Wasn't that exactly what one wants to see in a shark movie?
I'm a lifelong lover of sharks (especially Great White sharks), creatures whose forms are about as perfectly suited to what they do as is possible for any living being, those activities including swimming, eating, and making little sharks (to paraphrase Hooper). You enter into their territory and you may end up a case of "today, a robust scuba diver; tomorrow, shark shit," and there's no malice intended; you just happened to be within reach and of a size to fit into the shark's gaping, razor-toothed maw, and dem's da breaks. Consequently, these ravenous fish have held humans in a state of simultaneous fear and respectful awe, making for ideal MacGuffins in any number of true-life nautical accounts and fictional concoctions, the most famous of which is undoubtedly JAWS (1975), the classic film made from Peter Benchley's bestselling and rather unremarkable novel.
Once JAWS lucratively tapped into the audience's primal fear of the implacable force that lurks beneath the waves, it was a given that there would be a swift succession of sequels and crappy knockoffs, each likely to earn back their makers at least some cash, provided there was lots of onscreen carnage involving screaming idiots who were too fucking stupid to get out of the water. Most of these films brought the flesh-and-bone-rending violence and gore to audiences with a sub-R rating, meaning lots of shrieking, crimson-clouded water and the occasional bonus of a rubber leg or head slowly sinking to the ocean floor, but this was all driven home quite effectively through sound effects and editing, along with our innate identification with the characters — read generic "shark fodder" — getting sloppily devoured. But no matter the level of gore, the shark attack genre keeps occasionally resurfacing nearly forty years years after JAWS set the standard, but its bastard progeny have mostly chosen to ignore anything resembling quality filmmaking and have turned the shark into a straight-up sea monster out to eat people while acting as some sort of deep sea understudy to the Grim Reaper. Which (finally) brings me to SHARK ATTACK 3: MEGALODON, in which the shark is not just a monster, but a balls-out, "Holy motherfucking shit, that thing is big" giant monster. Not IT CAME FROM BENEATH THE SEA huge, mind you, but big enough to count.

• _Complete the following_:
1. Please translate this sentence from the shark film review into French: "Wasn't that exactly what one wants to see in a shark movie?"
2. Answer these questions from the shark film review:
(a) Which sharks does the writer especially love?
(b) In what year did JAWS come out?
(c) Which film does the writer finally get to at the end?
Draw only on the shark film review to answer.

• _Data for review_:
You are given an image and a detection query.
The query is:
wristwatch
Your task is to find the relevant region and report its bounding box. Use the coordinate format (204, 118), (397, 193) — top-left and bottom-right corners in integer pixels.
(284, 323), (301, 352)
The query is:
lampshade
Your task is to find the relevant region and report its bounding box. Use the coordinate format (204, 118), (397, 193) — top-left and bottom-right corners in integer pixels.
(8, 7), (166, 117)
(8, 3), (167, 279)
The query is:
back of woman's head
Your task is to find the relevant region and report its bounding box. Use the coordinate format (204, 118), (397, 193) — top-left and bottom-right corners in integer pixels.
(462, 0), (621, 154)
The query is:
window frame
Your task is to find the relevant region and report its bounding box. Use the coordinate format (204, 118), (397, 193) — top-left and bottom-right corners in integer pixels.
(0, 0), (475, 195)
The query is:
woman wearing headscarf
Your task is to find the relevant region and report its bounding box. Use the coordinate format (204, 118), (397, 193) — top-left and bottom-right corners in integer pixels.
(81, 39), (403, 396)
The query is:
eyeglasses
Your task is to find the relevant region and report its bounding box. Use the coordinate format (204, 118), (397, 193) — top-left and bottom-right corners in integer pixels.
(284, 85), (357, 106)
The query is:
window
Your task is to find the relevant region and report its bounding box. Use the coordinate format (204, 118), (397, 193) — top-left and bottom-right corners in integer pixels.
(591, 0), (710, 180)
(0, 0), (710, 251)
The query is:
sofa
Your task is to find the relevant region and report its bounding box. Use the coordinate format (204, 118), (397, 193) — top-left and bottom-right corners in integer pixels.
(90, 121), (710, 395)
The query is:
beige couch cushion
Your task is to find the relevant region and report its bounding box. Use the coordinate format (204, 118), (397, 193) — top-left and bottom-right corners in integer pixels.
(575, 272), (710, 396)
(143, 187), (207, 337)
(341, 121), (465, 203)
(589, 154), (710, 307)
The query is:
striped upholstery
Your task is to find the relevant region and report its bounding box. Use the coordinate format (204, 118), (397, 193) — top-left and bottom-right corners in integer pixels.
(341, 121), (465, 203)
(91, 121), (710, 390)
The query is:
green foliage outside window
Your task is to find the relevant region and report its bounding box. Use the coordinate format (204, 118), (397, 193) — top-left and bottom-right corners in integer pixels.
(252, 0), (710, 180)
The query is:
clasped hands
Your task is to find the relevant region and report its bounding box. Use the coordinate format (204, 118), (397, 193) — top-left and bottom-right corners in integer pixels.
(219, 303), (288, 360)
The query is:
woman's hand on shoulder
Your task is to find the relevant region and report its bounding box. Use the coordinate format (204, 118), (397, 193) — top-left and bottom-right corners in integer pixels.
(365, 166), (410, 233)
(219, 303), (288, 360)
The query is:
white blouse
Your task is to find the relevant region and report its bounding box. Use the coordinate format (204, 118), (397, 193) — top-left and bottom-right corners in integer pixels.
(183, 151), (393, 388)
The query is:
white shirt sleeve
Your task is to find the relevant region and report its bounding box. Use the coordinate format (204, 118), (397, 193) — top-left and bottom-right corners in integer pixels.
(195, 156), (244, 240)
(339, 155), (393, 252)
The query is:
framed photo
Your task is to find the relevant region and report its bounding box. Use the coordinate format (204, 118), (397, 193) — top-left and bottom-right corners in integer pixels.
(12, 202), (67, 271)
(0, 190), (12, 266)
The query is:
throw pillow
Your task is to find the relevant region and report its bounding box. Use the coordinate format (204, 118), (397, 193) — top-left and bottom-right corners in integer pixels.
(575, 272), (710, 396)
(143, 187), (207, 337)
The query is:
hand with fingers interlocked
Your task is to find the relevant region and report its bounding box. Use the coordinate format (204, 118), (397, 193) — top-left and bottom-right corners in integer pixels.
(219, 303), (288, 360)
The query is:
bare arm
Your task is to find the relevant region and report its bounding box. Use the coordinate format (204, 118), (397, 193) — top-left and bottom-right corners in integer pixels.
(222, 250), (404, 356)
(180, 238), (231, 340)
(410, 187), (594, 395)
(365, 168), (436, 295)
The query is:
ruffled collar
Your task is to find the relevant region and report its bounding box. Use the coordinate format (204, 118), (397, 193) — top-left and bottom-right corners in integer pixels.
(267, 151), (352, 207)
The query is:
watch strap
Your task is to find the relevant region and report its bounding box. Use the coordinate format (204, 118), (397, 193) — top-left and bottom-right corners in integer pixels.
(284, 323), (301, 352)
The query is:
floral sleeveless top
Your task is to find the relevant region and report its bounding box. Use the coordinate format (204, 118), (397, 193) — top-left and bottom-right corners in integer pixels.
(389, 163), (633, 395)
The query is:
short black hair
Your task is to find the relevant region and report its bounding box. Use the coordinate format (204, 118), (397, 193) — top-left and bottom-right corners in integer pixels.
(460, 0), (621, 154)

• _Results for each task_:
1. N'était-ce pas exactement ce qu'on a envie de voir dans un film de requins ?

2.
(a) Great White sharks
(b) 1975
(c) SHARK ATTACK 3: MEGALODON